--- Dataset excerpts ---

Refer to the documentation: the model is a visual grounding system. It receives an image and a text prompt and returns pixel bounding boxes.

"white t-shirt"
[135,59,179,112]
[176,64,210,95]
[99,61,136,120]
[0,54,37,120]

---

• The request
Output the entries above as a JSON list of strings, with one string for each line and no blank lines.

• Answer to this task
[
  "Refer to the documentation: the model is a visual grounding system. It receives an image and a text prompt and returns pixel bounding boxes.",
  "\"white t-shirt\"",
  "[135,59,179,112]",
  "[176,64,210,95]",
  "[99,61,136,120]",
  "[0,54,37,120]"
]